▶ [Task details] Each entry below should appear again exactly as written, without pictures.

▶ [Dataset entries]
[Start of section]

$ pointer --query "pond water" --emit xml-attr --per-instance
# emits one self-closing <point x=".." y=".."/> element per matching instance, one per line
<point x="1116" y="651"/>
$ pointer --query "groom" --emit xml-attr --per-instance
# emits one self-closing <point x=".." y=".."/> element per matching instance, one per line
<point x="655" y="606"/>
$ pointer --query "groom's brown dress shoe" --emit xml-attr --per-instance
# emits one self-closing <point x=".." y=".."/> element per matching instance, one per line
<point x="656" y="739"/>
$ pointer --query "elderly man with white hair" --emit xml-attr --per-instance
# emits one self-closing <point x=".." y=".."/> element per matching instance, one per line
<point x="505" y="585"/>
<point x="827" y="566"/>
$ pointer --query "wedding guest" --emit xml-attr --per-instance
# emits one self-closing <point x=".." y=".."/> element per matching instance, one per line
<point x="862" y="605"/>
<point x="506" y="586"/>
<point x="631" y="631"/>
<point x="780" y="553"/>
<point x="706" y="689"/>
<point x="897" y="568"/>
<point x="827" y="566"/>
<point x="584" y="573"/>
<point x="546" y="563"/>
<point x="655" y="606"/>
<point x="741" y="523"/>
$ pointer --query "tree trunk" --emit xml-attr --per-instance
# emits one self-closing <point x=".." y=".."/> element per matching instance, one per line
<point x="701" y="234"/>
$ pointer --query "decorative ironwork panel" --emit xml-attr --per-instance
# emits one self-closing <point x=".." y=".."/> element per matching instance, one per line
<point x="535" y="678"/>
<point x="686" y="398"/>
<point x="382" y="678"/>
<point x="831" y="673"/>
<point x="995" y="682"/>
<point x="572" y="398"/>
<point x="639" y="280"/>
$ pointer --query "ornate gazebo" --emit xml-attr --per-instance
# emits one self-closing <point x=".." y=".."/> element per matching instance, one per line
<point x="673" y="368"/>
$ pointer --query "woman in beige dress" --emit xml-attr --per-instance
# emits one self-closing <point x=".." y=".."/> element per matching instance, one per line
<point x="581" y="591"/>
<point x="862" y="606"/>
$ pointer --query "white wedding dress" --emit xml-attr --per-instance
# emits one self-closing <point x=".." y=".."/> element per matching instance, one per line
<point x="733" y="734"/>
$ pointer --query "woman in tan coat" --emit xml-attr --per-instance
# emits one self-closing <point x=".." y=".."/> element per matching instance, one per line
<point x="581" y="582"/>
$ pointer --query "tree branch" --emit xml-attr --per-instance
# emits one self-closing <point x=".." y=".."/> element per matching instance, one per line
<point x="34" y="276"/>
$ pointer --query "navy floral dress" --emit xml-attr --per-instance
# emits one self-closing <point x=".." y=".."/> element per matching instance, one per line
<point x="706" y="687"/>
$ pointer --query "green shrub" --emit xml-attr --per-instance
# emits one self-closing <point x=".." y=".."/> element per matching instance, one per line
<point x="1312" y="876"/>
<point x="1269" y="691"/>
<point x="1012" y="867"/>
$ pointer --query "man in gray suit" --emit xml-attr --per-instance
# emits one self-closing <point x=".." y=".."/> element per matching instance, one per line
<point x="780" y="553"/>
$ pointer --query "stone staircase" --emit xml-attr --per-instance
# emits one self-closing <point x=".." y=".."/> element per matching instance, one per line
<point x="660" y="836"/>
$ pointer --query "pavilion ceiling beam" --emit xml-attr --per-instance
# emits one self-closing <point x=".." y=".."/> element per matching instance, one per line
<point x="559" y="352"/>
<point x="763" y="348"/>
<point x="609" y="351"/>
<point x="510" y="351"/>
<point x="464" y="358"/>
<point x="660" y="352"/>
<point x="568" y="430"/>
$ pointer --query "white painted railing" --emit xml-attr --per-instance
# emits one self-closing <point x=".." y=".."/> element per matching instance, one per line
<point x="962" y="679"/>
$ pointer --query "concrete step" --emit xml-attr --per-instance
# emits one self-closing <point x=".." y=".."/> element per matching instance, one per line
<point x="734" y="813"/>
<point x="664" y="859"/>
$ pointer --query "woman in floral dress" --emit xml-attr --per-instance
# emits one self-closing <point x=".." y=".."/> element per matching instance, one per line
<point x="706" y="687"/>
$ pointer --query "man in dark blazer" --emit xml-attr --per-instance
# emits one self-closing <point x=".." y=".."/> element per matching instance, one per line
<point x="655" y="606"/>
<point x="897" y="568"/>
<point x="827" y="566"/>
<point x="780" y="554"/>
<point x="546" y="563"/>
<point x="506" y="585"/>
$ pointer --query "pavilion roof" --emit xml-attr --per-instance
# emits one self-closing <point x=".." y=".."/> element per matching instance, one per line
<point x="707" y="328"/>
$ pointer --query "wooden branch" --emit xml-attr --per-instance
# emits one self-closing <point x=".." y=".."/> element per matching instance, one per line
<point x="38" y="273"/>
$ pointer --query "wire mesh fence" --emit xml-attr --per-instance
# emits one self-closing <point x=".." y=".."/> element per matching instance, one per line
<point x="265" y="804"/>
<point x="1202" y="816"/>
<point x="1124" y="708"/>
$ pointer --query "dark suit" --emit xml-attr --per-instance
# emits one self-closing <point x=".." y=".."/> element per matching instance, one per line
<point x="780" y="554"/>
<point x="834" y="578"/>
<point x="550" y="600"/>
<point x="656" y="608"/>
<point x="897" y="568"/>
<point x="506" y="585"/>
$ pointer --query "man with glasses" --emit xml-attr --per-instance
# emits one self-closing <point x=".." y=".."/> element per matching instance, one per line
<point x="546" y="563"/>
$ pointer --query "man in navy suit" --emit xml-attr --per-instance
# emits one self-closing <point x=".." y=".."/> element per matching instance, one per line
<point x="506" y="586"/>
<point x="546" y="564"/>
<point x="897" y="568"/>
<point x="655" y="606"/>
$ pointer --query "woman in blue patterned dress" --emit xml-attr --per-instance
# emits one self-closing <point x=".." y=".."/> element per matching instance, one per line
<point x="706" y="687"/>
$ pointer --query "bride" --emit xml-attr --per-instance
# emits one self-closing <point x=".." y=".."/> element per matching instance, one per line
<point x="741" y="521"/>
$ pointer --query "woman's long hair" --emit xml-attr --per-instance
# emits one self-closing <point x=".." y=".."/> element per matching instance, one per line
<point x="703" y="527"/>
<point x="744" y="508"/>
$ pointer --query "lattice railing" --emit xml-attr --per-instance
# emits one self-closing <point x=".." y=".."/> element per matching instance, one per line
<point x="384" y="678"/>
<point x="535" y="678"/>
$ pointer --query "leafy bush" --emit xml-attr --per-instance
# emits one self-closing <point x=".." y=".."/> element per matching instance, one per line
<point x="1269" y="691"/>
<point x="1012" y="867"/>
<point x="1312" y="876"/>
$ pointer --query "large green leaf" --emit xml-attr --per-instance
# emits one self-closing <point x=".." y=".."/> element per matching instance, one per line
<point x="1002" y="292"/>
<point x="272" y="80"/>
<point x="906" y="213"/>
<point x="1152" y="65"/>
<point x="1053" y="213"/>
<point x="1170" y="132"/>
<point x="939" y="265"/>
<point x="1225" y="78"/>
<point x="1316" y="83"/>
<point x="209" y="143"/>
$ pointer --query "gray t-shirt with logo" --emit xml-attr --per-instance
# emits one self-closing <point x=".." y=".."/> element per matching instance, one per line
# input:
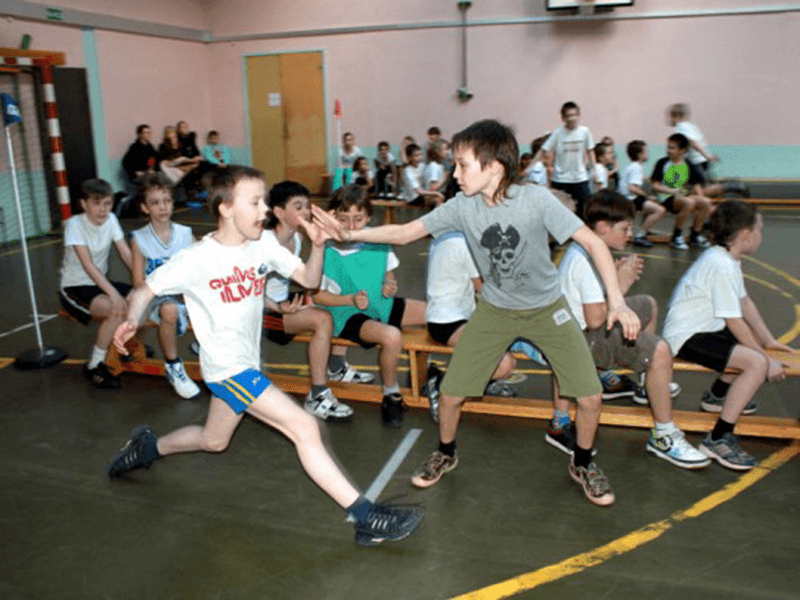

[End of section]

▶ [Solution to the problem]
$ pointer --query "pond water" --emit xml-attr --per-instance
# emits one self-closing <point x=".." y=".."/> element per matching instance, one per line
<point x="1116" y="651"/>
$ pointer --query "groom" --emit xml-attr --per-instance
# emits one self-closing <point x=".." y=".."/> element per matching instance, one per line
<point x="655" y="606"/>
$ pointer --query "groom's brown dress shoe" --emit xml-attr --per-instance
# emits one self-closing <point x=".." y=".."/> element per matching instance, one per line
<point x="656" y="739"/>
$ pointer --query "elderly man with white hair" --emit xml-attr --per-instance
# emits one self-closing <point x=".." y=".."/> element per matching instance, one per line
<point x="505" y="585"/>
<point x="827" y="566"/>
$ pointer --query "wedding guest" --emit xml-attr --per-instance
# emits one self-closing <point x=".." y=".."/> element per matching instance, one per line
<point x="862" y="605"/>
<point x="506" y="586"/>
<point x="631" y="631"/>
<point x="780" y="553"/>
<point x="706" y="689"/>
<point x="897" y="568"/>
<point x="827" y="566"/>
<point x="584" y="573"/>
<point x="546" y="563"/>
<point x="655" y="606"/>
<point x="741" y="523"/>
$ pointer --query "tree trunk" --emit xml-attr --per-instance
# emits one self-closing <point x=".." y=".."/> element per matching instance, one per line
<point x="701" y="234"/>
$ pointer --query "decorative ironwork panel" --emit xml-attr --per-instance
# emits one self-closing <point x=".." y=".."/> element per matching instance, one per line
<point x="535" y="678"/>
<point x="686" y="398"/>
<point x="382" y="678"/>
<point x="831" y="673"/>
<point x="995" y="682"/>
<point x="572" y="398"/>
<point x="639" y="280"/>
$ pointer --query "ornate gazebo" --emit xml-attr --per-instance
# emits one self-closing <point x=".." y=".."/> element per matching instance, one per line
<point x="673" y="368"/>
$ pointer --query "woman in beige dress" --emit xml-attr --per-instance
# emits one self-closing <point x=".." y=".."/> element per matching instance, one per line
<point x="581" y="591"/>
<point x="862" y="606"/>
$ pointer --query "white wedding dress" --emit xml-attr --per-instance
# emits one self-closing <point x=".." y=".."/> element per matching instance, one per line
<point x="733" y="734"/>
$ pointer --query "woman in tan coat" --emit xml-attr --per-instance
# emits one self-closing <point x=".." y=".."/> element per matching instance, one per line
<point x="581" y="582"/>
$ pointer --query "tree branch" --emit xml-attr --per-instance
# emits one self-closing <point x=".." y=".."/> element per matching instance, one per line
<point x="34" y="276"/>
$ pointer --query "navy floral dress" --emit xml-attr --per-instance
# emits one self-closing <point x=".." y=".."/> element per matching instance, one per line
<point x="706" y="687"/>
$ pointer --query "green shrub" --emit xml-attr --per-instance
# emits one self-closing <point x=".." y=".."/> element per matching instance, one per line
<point x="1312" y="876"/>
<point x="1269" y="691"/>
<point x="1012" y="867"/>
$ pointer --query "man in gray suit" --emit xml-attr --per-instance
# emits one self-closing <point x=".." y=".."/> element per matching instance, one per line
<point x="780" y="553"/>
$ pointer --query "stone staircase" --emit xml-attr --per-instance
# emits one self-closing <point x=".." y=".."/> element per matching instance, one per line
<point x="660" y="836"/>
$ pointer --query "pavilion ceiling beam" --emit xml-attr --per-instance
# emits one self-closing <point x=".." y=".."/> element per matching instance, one per line
<point x="559" y="352"/>
<point x="763" y="348"/>
<point x="609" y="351"/>
<point x="510" y="351"/>
<point x="464" y="358"/>
<point x="660" y="352"/>
<point x="568" y="430"/>
$ pointer --query "white painted railing" --emit xml-attr --per-instance
# emits one self-closing <point x=".." y=".."/> element per matching instance, one per line
<point x="962" y="679"/>
$ pointer --query "concrete step" --emit xml-attr --per-instance
# emits one self-closing <point x=".." y=".."/> element per matching instance, one per line
<point x="734" y="813"/>
<point x="664" y="859"/>
$ pointer --query "woman in floral dress" --emit xml-attr --per-instance
# emits one self-closing <point x=".." y=".."/> element per matching instance, one per line
<point x="706" y="687"/>
$ pointer --query "man in dark blazer" --emit xml-attr --per-instance
# emits one self-closing <point x=".." y=".."/> element per matching instance, one per line
<point x="655" y="606"/>
<point x="897" y="568"/>
<point x="827" y="566"/>
<point x="780" y="554"/>
<point x="546" y="563"/>
<point x="506" y="585"/>
$ pointer --query "pavilion roof" --emit xml-attr --per-instance
# emits one self-closing <point x=".." y=".."/> element per matching instance, one per line
<point x="707" y="328"/>
$ pointer --query "wooden branch" --emit xml-attr --per-instance
# emits one self-closing <point x=".." y=".."/> element per matching instance, one per line
<point x="38" y="273"/>
$ pointer --query "wire mesh fence" --emit xml-attr --per-instance
# emits one self-closing <point x=".." y=".."/> element per matching instance, one per line
<point x="265" y="804"/>
<point x="1202" y="816"/>
<point x="1124" y="708"/>
$ pointer --query "dark suit" --emit xml-attr --per-instance
# emits one self-closing <point x=".." y=".."/> element per matching instance, one per line
<point x="780" y="554"/>
<point x="834" y="578"/>
<point x="550" y="600"/>
<point x="656" y="608"/>
<point x="897" y="568"/>
<point x="506" y="585"/>
$ pointer --query "man with glasses" --emit xml-attr --per-instance
# emits one self-closing <point x=".." y=".."/> element per matching instance, one per line
<point x="546" y="563"/>
$ pointer --query "man in navy suit" --emit xml-attr --per-instance
# emits one self-closing <point x=".." y=".."/> element per matching instance, one per line
<point x="506" y="586"/>
<point x="546" y="564"/>
<point x="897" y="568"/>
<point x="655" y="606"/>
$ pointer --query "woman in blue patterned dress" --emit xml-attr --per-instance
# emits one self-closing <point x=".." y=".."/> element per matching instance, one per line
<point x="706" y="687"/>
$ pointer --query "bride" --emit xml-attr --per-instance
# emits one self-closing <point x=".." y=".."/> element per matching instance, one per line
<point x="741" y="521"/>
$ pointer --query "woman's long hair" --emit xml-attr --per-instance
# emits one self-closing <point x=".." y=".."/> element per matching instance, one per line
<point x="703" y="527"/>
<point x="744" y="508"/>
$ pointer --query "lattice railing" --emit xml-attr --per-instance
# emits one self-closing <point x=".." y=".."/> element per matching instance, one per line
<point x="384" y="678"/>
<point x="535" y="678"/>
$ pointer --query "leafy bush" --emit xml-attr --per-instance
# emits one self-closing <point x=".." y=".."/> element per matching instance, one per line
<point x="1269" y="691"/>
<point x="1012" y="867"/>
<point x="1312" y="876"/>
$ pointer --query "large green leaf" --emit xml-attr --per-instance
# emits one self-closing <point x=".." y=".."/> element per matching instance, one per line
<point x="1002" y="292"/>
<point x="272" y="80"/>
<point x="906" y="213"/>
<point x="1152" y="65"/>
<point x="1053" y="213"/>
<point x="1170" y="132"/>
<point x="939" y="265"/>
<point x="1225" y="78"/>
<point x="1316" y="83"/>
<point x="209" y="143"/>
$ pointer --query "gray t-shirt with logo" --emit xml-attr --per-instance
# emits one self-closing <point x=".." y=".."/> element per matching instance, one per line
# input:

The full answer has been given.